# start of The data

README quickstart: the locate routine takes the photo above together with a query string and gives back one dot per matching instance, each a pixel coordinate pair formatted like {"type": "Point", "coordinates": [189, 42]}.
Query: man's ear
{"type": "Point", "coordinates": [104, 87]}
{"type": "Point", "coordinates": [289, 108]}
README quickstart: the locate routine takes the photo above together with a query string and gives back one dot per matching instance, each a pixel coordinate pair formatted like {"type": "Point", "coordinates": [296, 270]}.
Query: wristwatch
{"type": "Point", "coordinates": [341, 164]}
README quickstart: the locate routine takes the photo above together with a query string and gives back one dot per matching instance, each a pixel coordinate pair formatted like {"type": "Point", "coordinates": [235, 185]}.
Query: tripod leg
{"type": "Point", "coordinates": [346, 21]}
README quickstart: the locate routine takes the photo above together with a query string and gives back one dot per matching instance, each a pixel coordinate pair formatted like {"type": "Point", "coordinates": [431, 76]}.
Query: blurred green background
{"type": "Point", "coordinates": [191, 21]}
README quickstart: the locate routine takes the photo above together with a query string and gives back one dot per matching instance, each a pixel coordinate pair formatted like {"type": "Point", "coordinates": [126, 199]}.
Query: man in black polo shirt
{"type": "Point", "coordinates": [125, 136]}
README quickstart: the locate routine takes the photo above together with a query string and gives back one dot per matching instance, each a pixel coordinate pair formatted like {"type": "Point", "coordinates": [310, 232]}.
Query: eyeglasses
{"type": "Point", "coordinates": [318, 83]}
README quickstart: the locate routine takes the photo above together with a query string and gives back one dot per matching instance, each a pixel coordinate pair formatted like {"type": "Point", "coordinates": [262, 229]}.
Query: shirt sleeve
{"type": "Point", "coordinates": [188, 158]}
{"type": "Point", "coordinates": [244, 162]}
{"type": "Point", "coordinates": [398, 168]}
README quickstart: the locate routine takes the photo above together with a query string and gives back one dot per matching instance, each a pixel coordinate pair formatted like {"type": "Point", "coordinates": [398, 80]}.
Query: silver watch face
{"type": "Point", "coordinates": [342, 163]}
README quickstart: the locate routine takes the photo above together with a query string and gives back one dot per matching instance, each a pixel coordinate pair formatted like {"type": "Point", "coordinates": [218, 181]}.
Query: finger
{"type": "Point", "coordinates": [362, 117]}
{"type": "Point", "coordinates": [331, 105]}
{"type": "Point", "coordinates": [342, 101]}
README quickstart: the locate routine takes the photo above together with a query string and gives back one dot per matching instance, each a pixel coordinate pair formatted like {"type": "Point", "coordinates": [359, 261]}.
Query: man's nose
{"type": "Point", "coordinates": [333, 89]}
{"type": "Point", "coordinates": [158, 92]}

# end of The data

● **Goal of the exercise**: Return all the data above once more, precisely as given.

● **Task response**:
README quickstart: the locate routine takes the photo above together with a query string and gives back one dot per matching instance, each a pixel coordinate pair formatted like {"type": "Point", "coordinates": [189, 42]}.
Query: man's ear
{"type": "Point", "coordinates": [104, 87]}
{"type": "Point", "coordinates": [289, 108]}
README quickstart: the locate routine takes the photo above together with a query string and gives back one dot per matching instance, each a pixel coordinate pair formatted like {"type": "Point", "coordinates": [296, 270]}.
Query: wristwatch
{"type": "Point", "coordinates": [341, 164]}
README quickstart: the locate routine takes the photo above together with a query string and gives back one dot per matching instance, each a pixel coordinate pair formatted like {"type": "Point", "coordinates": [235, 185]}.
Query: tripod leg
{"type": "Point", "coordinates": [346, 21]}
README quickstart: the locate routine takes the photo above together with a query string and gives back one dot per matching instance, each a pixel coordinate pair formatted like {"type": "Point", "coordinates": [431, 76]}.
Query: blurred green background
{"type": "Point", "coordinates": [191, 21]}
README quickstart: the locate routine takes the photo above together with a query string and gives back one dot per matching instance, each a pixel coordinate pair formatted like {"type": "Point", "coordinates": [126, 199]}.
Query: man in black polo shirt
{"type": "Point", "coordinates": [125, 136]}
README quickstart: the locate routine takes the photo above together with a query string and gives back one dot per matching instance, each a pixel coordinate pair formatted like {"type": "Point", "coordinates": [310, 232]}.
Query: eyeglasses
{"type": "Point", "coordinates": [318, 83]}
README quickstart: the locate routine takes the photo above together with a query string and gives back one dot per matching instance, each a pixel coordinate pair formatted like {"type": "Point", "coordinates": [262, 229]}.
Query: shirt sleeve
{"type": "Point", "coordinates": [188, 158]}
{"type": "Point", "coordinates": [244, 162]}
{"type": "Point", "coordinates": [398, 168]}
README quickstart: the locate routine takes the photo above together with a query string and gives back one dot per matching instance, each a pixel coordinate pair formatted like {"type": "Point", "coordinates": [398, 80]}.
Query: silver watch face
{"type": "Point", "coordinates": [342, 163]}
README quickstart: the locate routine takes the photo above together with a query string and gives back one dot per matching instance, each a pixel coordinate pair formatted like {"type": "Point", "coordinates": [218, 181]}.
Query: finger
{"type": "Point", "coordinates": [362, 117]}
{"type": "Point", "coordinates": [331, 105]}
{"type": "Point", "coordinates": [342, 101]}
README quickstart: the locate routine takes the photo above together with a query string and gives back one dot per matching instance, each a pixel coordinate pair formatted like {"type": "Point", "coordinates": [359, 261]}.
Query: man's nose
{"type": "Point", "coordinates": [333, 89]}
{"type": "Point", "coordinates": [158, 92]}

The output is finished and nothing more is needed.